Task details
In the article below on chemotherapy desensitization at Montefiore, how often is the dose increased during desensitization?

======== Text provided

Cancer patients receiving intravenous chemotherapy infusions can sometimes be allergic to the very drug designed to save them. “At Montefiore, patients who suffer an allergic reaction to their anti-cancer drug can undergo desensitization - decreasing a patient’s sensitivity over time - which can keep the patient on the drug of choice for their malignancy and can improve the prognosis," said Merhunisa Karagic, MD, an attending allergist and director of Montefiore’s Chemotherapy and Biologic Agent Desensitization program.
Allergic and hypersensitivity reactions from chemo infusions can vary from itching, hives, swelling, wheezing, or redness over the body to anaphylactic shock, heart attack, and even death. Previously, patients with severe hypersensitivity reactions were sent to the ICU.
At Montefiore’s Infusion Center on Eastchester Road, Dr. Karagic works with the Oncology team - attendings, nurses, and pharmacists - to help modify a patient’s immune response to a drug so that they can better tolerate it. The program is a collaborative effort between the Division of Allergy & Immunology’s Drug Allergy Desensitization Center and the Montefiore Einstein Center for Cancer Care.
Dr. Karagic recently worked with a 58-year-old pancreatic cancer patient who broke out in a rash and had difficulty breathing during her first infusion of the chemo drug Abraxane.
“Dr. Karagic saved my life,” said the Parkchester resident, who has since completed three chemotherapy treatments at full dose after initially undergoing challenge protocol.
Prior to desensitization, Dr. Karagic will perform a skin test to determine the cause of the reaction. This may be followed by a drug challenge or desensitization, depending on the reaction and skin testing results.
During desensitization, the drug is administered in incremental steps in varying dilutions, from less to more concentrated, increasing the dose every 15 to 20 minutes. Oncology nurse Dina Chowdhury takes the patient’s vital signs every 15 minutes. The oncology team also includes: pharmacists Jim McCarty and Pragna Patel; Michelle Allan, administrative manager; and Ashley Arelanno, administrative nursing manager.

================
======== Material supplied

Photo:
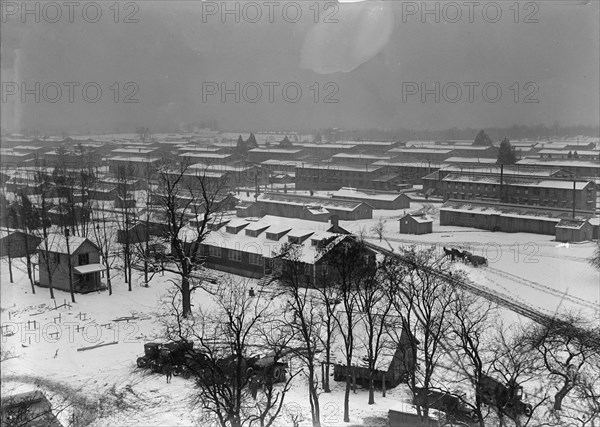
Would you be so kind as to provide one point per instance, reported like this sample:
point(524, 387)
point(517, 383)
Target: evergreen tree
point(482, 139)
point(241, 145)
point(507, 154)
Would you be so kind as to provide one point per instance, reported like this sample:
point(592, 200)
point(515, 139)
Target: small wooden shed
point(416, 223)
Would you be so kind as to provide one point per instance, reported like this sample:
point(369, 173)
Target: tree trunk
point(10, 267)
point(371, 389)
point(49, 272)
point(327, 365)
point(347, 395)
point(185, 295)
point(558, 398)
point(108, 283)
point(28, 259)
point(315, 411)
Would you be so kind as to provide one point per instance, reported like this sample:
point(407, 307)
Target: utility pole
point(574, 188)
point(69, 265)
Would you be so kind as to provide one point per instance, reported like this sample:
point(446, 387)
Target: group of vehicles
point(505, 398)
point(184, 360)
point(465, 256)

================

Solution for this problem
Every 15 to 20 minutes.